MATERIAL PROVIDED.
┌──
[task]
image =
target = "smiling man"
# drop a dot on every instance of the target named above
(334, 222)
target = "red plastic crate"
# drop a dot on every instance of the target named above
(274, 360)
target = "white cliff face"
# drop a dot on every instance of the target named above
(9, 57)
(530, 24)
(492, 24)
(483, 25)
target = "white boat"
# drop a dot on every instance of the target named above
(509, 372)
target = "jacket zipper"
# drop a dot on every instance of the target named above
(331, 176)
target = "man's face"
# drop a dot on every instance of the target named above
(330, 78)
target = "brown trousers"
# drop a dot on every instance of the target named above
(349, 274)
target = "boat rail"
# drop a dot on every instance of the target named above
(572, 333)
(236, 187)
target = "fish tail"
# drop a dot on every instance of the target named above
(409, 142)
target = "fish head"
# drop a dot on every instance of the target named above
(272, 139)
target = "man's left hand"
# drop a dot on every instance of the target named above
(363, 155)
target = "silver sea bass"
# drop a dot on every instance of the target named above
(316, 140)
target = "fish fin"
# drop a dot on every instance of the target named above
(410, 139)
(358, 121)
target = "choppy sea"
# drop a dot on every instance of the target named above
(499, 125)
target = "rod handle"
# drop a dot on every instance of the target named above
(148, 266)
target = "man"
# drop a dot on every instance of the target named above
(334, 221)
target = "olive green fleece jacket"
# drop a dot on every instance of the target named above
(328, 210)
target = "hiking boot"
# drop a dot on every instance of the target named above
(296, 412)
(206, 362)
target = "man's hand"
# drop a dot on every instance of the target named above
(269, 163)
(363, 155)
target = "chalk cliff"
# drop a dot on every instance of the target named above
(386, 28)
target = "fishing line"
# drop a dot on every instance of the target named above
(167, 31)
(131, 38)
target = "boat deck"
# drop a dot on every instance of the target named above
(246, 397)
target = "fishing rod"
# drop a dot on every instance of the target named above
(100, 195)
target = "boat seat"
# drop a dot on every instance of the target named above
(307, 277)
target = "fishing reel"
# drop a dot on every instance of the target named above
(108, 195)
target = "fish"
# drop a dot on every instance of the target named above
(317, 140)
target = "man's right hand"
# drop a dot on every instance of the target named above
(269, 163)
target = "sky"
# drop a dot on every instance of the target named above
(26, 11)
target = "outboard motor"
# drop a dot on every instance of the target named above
└──
GOAL. Which lines of the listing contain the string "white" with its case matching exactly? Locate each of them and copy it out in full.

FINISHED TASK.
target = "white cliff face"
target = "white boat"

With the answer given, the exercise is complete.